ASSIGNMENT:
Set down, word for word, the line with "Please locate the shoreline" and the lines after it through the final line of the data below, without pictures.

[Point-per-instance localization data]
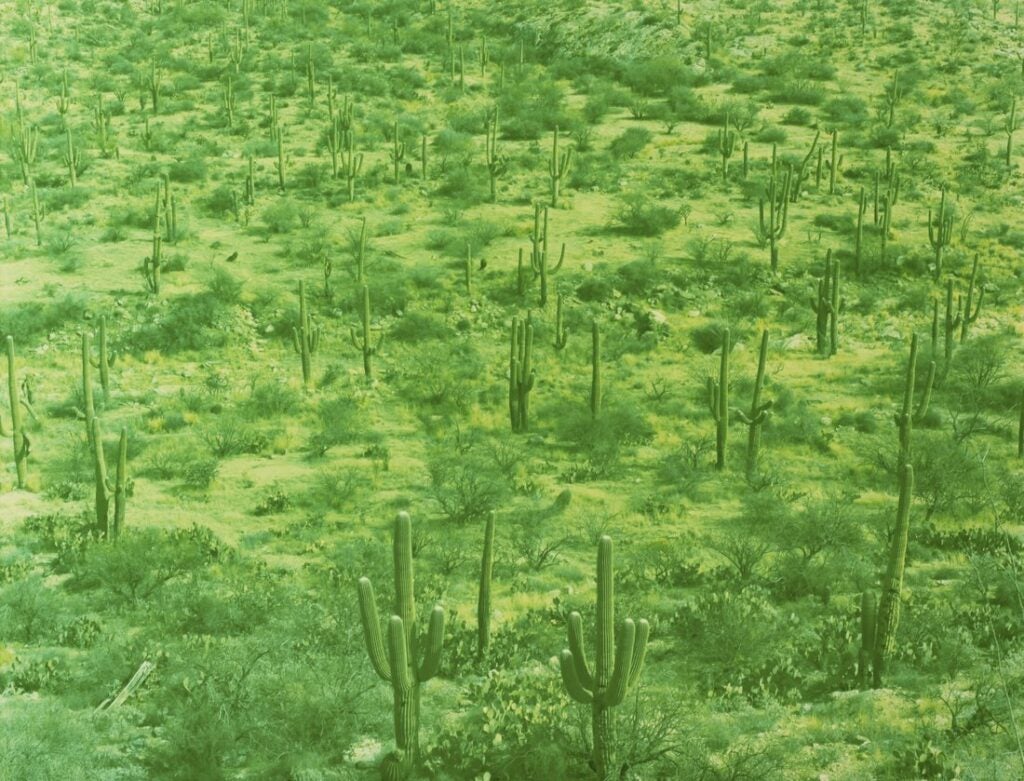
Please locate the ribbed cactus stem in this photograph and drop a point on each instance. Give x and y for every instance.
(102, 502)
(889, 605)
(595, 380)
(20, 440)
(868, 619)
(718, 401)
(305, 338)
(616, 667)
(120, 488)
(103, 360)
(759, 411)
(403, 665)
(87, 397)
(483, 598)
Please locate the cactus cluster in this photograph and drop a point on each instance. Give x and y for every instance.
(410, 659)
(718, 402)
(521, 373)
(616, 668)
(305, 338)
(366, 344)
(826, 305)
(760, 410)
(539, 259)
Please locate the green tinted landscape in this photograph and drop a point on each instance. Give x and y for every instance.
(427, 389)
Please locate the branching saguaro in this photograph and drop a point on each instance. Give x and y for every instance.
(718, 402)
(305, 338)
(760, 410)
(558, 168)
(107, 490)
(366, 344)
(539, 259)
(521, 373)
(410, 660)
(773, 228)
(616, 665)
(20, 440)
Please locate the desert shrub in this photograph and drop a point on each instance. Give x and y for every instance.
(630, 143)
(526, 707)
(797, 116)
(341, 421)
(188, 170)
(638, 214)
(281, 216)
(772, 134)
(419, 327)
(602, 440)
(271, 398)
(189, 324)
(27, 609)
(141, 561)
(657, 76)
(465, 487)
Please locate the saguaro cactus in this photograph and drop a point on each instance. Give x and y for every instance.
(940, 231)
(20, 439)
(397, 154)
(89, 413)
(971, 310)
(759, 410)
(888, 618)
(539, 255)
(497, 164)
(483, 598)
(366, 344)
(561, 333)
(868, 619)
(726, 144)
(558, 167)
(520, 373)
(718, 402)
(411, 660)
(616, 665)
(778, 208)
(103, 360)
(595, 378)
(909, 415)
(827, 305)
(305, 338)
(1011, 127)
(105, 490)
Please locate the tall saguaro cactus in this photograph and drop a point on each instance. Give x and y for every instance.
(595, 379)
(483, 598)
(520, 373)
(20, 439)
(305, 338)
(759, 410)
(940, 231)
(908, 414)
(539, 255)
(410, 660)
(105, 490)
(103, 360)
(558, 167)
(827, 305)
(366, 344)
(616, 664)
(778, 209)
(888, 617)
(718, 402)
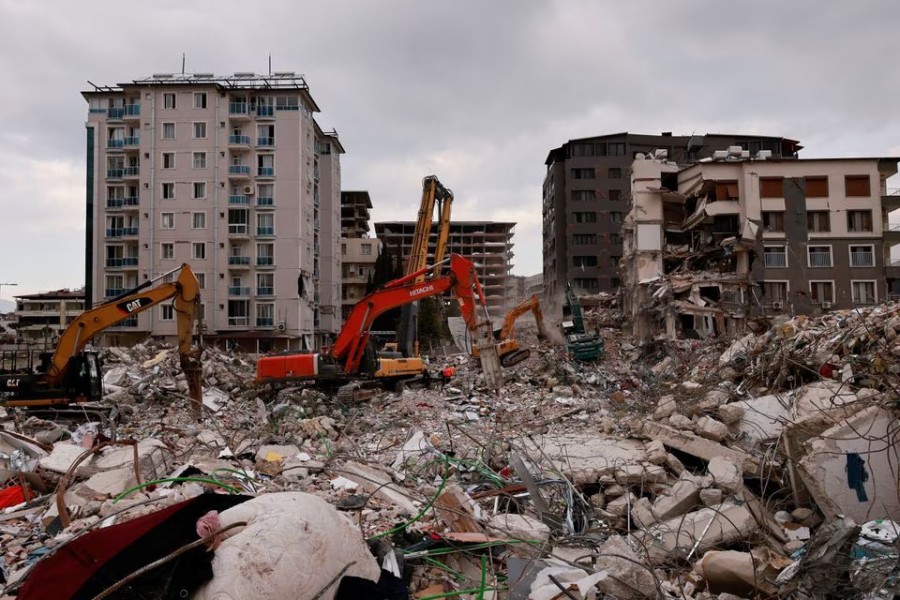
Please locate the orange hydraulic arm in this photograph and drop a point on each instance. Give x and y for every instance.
(88, 324)
(352, 340)
(529, 304)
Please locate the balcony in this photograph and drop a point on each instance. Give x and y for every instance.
(862, 259)
(239, 140)
(132, 111)
(775, 260)
(239, 171)
(239, 111)
(820, 259)
(121, 231)
(126, 261)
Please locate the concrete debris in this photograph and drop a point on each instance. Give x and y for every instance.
(636, 470)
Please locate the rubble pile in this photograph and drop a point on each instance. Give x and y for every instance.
(671, 470)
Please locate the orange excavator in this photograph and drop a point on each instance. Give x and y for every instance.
(352, 356)
(72, 373)
(508, 347)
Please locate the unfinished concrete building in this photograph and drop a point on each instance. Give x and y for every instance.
(358, 251)
(711, 246)
(587, 193)
(487, 243)
(232, 175)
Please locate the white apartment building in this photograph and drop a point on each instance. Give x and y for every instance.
(231, 175)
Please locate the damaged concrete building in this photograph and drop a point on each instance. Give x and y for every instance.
(711, 246)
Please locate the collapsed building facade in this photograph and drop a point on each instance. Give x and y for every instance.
(712, 246)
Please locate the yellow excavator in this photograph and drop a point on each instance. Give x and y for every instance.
(508, 347)
(72, 373)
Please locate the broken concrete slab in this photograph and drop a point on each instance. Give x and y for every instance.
(697, 446)
(584, 459)
(704, 529)
(726, 474)
(851, 468)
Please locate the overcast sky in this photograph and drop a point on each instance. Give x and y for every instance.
(475, 91)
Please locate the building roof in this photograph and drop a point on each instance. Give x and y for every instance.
(54, 295)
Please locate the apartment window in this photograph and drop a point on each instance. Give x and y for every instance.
(820, 256)
(582, 149)
(771, 187)
(582, 174)
(863, 292)
(582, 195)
(859, 221)
(818, 221)
(775, 257)
(857, 185)
(726, 190)
(584, 239)
(821, 291)
(862, 256)
(775, 291)
(198, 220)
(773, 221)
(817, 187)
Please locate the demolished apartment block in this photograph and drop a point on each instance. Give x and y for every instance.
(712, 246)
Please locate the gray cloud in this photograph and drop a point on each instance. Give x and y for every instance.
(477, 92)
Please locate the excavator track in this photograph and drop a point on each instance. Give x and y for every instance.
(514, 357)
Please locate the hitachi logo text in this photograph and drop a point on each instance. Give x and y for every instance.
(422, 290)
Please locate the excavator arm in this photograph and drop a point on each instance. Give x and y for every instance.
(509, 323)
(185, 290)
(352, 340)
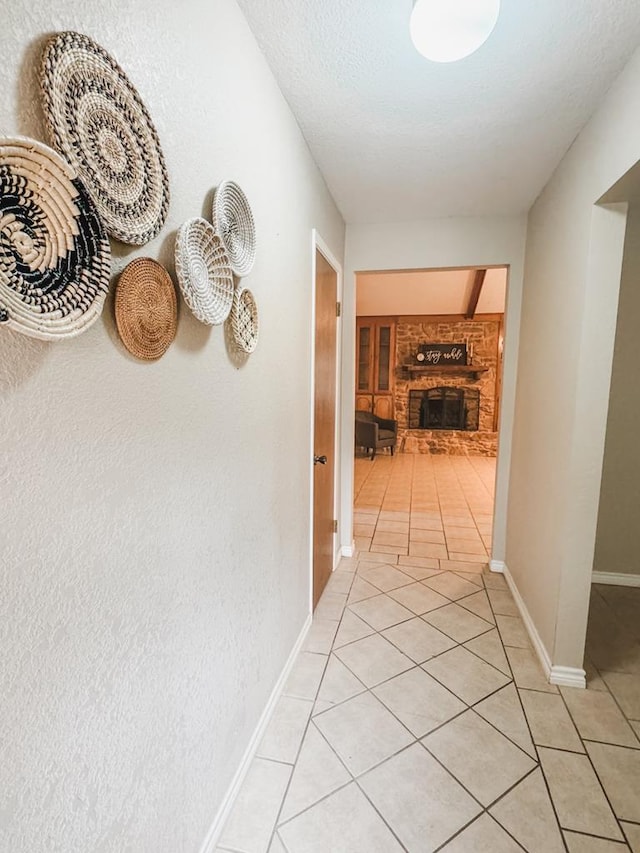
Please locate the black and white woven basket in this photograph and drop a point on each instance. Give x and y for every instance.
(97, 119)
(55, 257)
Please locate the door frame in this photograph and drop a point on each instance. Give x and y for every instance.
(319, 245)
(511, 342)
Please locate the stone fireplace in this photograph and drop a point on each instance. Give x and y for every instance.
(449, 411)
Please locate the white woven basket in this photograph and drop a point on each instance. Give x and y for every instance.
(97, 119)
(244, 320)
(203, 271)
(55, 258)
(233, 222)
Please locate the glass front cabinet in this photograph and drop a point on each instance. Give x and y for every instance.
(375, 365)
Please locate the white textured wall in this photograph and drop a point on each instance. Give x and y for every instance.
(433, 244)
(570, 298)
(619, 509)
(154, 527)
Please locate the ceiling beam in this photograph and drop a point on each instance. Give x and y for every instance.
(476, 290)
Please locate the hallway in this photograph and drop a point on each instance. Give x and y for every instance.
(416, 718)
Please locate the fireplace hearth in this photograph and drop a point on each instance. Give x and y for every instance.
(444, 407)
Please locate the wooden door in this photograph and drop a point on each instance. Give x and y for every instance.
(324, 424)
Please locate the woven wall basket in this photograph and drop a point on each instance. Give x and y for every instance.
(203, 271)
(244, 320)
(55, 257)
(97, 120)
(146, 309)
(233, 222)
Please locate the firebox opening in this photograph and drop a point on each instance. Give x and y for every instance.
(444, 408)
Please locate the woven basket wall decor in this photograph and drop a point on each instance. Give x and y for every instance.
(146, 309)
(244, 320)
(233, 222)
(55, 257)
(97, 120)
(203, 271)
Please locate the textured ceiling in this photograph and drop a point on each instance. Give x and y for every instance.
(428, 292)
(399, 138)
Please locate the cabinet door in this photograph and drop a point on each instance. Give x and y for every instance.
(375, 365)
(385, 358)
(365, 354)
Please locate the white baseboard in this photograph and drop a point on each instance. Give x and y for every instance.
(349, 550)
(568, 676)
(563, 675)
(615, 578)
(213, 836)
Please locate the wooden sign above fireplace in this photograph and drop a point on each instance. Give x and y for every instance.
(430, 355)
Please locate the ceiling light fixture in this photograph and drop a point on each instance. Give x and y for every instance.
(448, 30)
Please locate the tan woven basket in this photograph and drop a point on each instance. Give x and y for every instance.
(146, 309)
(244, 320)
(97, 119)
(55, 257)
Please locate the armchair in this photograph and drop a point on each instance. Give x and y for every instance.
(375, 433)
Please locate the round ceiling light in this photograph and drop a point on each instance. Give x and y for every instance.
(448, 30)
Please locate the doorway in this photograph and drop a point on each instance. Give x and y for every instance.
(324, 421)
(429, 345)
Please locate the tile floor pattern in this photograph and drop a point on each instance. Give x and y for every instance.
(416, 717)
(445, 502)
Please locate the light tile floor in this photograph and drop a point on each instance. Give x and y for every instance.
(417, 718)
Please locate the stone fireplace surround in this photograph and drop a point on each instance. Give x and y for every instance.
(484, 335)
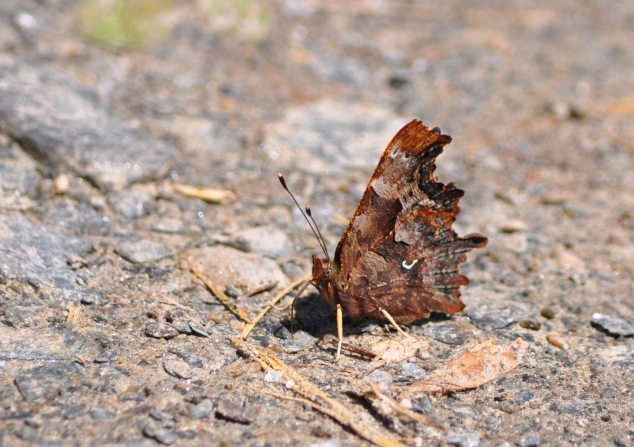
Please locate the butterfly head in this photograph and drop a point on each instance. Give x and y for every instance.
(324, 279)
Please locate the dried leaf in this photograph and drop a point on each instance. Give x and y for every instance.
(396, 350)
(211, 195)
(479, 365)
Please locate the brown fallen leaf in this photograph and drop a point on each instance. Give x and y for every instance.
(479, 365)
(395, 350)
(211, 195)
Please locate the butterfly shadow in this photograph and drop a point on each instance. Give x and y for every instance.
(315, 316)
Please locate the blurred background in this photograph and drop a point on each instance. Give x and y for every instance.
(107, 106)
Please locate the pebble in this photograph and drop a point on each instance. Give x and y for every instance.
(523, 396)
(528, 323)
(450, 334)
(142, 251)
(280, 331)
(557, 339)
(177, 368)
(106, 357)
(198, 329)
(160, 330)
(613, 325)
(422, 405)
(299, 342)
(202, 410)
(266, 240)
(413, 370)
(382, 378)
(233, 412)
(131, 204)
(463, 438)
(169, 226)
(38, 254)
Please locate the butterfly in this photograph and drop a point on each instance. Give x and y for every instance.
(398, 258)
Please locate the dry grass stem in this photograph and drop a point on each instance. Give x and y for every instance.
(263, 288)
(224, 299)
(323, 403)
(247, 330)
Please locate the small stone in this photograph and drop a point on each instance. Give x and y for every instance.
(381, 378)
(160, 330)
(266, 240)
(160, 415)
(612, 325)
(131, 204)
(61, 184)
(202, 410)
(106, 357)
(556, 339)
(462, 438)
(280, 331)
(528, 440)
(298, 343)
(162, 435)
(273, 376)
(523, 396)
(142, 251)
(177, 368)
(101, 414)
(232, 291)
(170, 226)
(608, 393)
(413, 370)
(422, 405)
(450, 334)
(182, 326)
(89, 297)
(232, 412)
(527, 323)
(198, 330)
(513, 226)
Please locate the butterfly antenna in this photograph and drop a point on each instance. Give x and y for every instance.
(323, 241)
(317, 233)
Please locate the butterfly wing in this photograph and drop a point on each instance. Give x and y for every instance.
(399, 251)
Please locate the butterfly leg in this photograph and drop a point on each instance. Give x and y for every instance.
(391, 320)
(339, 330)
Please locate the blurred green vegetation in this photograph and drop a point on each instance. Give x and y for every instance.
(125, 23)
(248, 19)
(137, 23)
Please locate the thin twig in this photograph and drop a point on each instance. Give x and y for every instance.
(171, 302)
(263, 288)
(224, 299)
(323, 403)
(247, 330)
(400, 409)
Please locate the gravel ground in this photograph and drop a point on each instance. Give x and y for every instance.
(108, 338)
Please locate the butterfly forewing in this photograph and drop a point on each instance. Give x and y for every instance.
(399, 251)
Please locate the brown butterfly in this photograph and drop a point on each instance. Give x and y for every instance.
(398, 259)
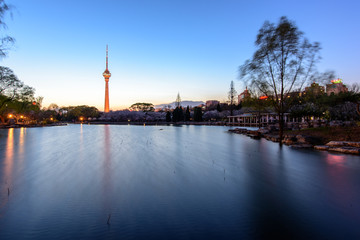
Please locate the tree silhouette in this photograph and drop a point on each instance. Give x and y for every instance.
(5, 41)
(283, 61)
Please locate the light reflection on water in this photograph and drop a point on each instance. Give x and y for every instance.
(171, 182)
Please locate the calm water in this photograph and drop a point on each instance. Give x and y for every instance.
(164, 182)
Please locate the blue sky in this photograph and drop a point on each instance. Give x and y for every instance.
(158, 48)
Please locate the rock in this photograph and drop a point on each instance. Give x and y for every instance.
(353, 144)
(301, 145)
(343, 144)
(263, 131)
(289, 139)
(308, 140)
(321, 147)
(335, 143)
(253, 136)
(351, 150)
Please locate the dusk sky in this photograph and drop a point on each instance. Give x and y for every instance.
(158, 48)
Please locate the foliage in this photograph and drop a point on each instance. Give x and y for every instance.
(283, 61)
(72, 113)
(15, 96)
(5, 41)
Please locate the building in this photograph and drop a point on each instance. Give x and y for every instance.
(106, 75)
(242, 96)
(315, 89)
(211, 103)
(336, 86)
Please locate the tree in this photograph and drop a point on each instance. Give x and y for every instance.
(5, 41)
(232, 95)
(283, 62)
(12, 91)
(187, 114)
(145, 107)
(197, 114)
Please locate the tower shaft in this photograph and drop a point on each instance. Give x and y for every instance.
(106, 75)
(106, 107)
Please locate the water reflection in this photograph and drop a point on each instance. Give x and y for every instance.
(107, 171)
(170, 184)
(9, 157)
(8, 168)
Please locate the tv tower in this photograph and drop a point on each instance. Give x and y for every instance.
(106, 75)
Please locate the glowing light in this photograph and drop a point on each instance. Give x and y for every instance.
(339, 80)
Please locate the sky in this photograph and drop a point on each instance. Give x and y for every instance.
(159, 48)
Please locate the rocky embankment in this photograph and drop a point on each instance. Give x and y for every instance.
(32, 125)
(302, 141)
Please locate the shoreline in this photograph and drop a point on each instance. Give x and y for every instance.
(309, 140)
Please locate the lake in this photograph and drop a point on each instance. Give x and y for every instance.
(171, 182)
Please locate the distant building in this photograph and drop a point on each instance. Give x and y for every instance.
(315, 89)
(211, 103)
(336, 86)
(242, 96)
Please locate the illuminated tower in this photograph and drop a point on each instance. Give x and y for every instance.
(106, 75)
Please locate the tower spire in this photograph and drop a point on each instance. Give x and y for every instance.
(106, 75)
(106, 57)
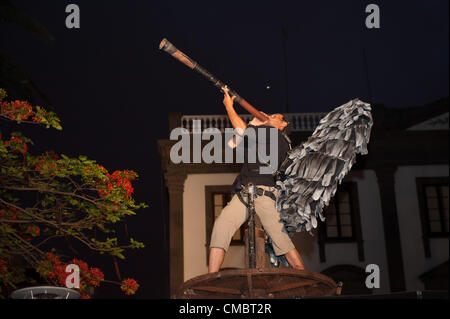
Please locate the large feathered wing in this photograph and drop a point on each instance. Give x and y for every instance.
(315, 168)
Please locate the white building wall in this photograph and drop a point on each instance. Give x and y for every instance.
(372, 233)
(408, 210)
(194, 227)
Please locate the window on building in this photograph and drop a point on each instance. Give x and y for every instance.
(339, 224)
(342, 220)
(216, 198)
(219, 201)
(436, 200)
(432, 193)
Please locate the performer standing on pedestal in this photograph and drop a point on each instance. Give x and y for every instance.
(235, 213)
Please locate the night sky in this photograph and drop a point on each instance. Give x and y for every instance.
(113, 88)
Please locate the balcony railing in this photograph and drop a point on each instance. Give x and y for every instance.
(301, 122)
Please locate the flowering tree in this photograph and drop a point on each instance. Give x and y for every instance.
(51, 197)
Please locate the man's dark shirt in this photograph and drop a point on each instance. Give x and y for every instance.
(250, 171)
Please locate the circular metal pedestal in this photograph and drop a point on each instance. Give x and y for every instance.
(258, 283)
(45, 292)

EXERCISE RESULT:
Please locate the shoreline in this photograph and drop a point on each instance. Give x and y for every instance.
(309, 140)
Please locate the lake in this photograph and drop a point on each instance. Give x and y for every instance.
(171, 182)
Please locate the distant building in this photograph and drop a point on each instance. Give x and y for every instance.
(315, 89)
(211, 103)
(336, 86)
(242, 96)
Please locate the illuminated tower in this photograph and drop a point on each instance. Give x and y for every instance.
(106, 75)
Please locate the tower spire in this photograph and drop a point on each instance. Give x and y for every instance.
(106, 75)
(106, 57)
Please locate the large feathered wing in this photograph and drop a point on each instance. Give x and y for every instance.
(315, 168)
Please locate the white building wall in this photograph and drop a point on each instance. Give x and y for every instance.
(372, 233)
(408, 210)
(194, 227)
Please locate the window on building in this photograph and drop a point on each instance. Give x and y for every instance.
(339, 224)
(342, 220)
(216, 198)
(219, 201)
(436, 200)
(432, 193)
Please locate the performer standing on pedestal in this photograph and drop a point on each instance. Give x and y for every instance.
(235, 213)
Please locate the night sky in this photograph and drop a point on each instance. Give x and y for every instance.
(113, 88)
Please locate the balcony railing in this photograph and drop a point on each instance. Give x and y for every instance.
(301, 122)
Please locate the flowering tree in this photograph and drop a point on each instance. Give x and y for every instance.
(51, 197)
Please locate the man's dark shirt in this photograph and drop a point on each instance. Give x and y for every instance.
(250, 171)
Please locate the circular metal pedestal in this photograph and drop a point on each instance. Give x and y for every instance.
(258, 283)
(45, 292)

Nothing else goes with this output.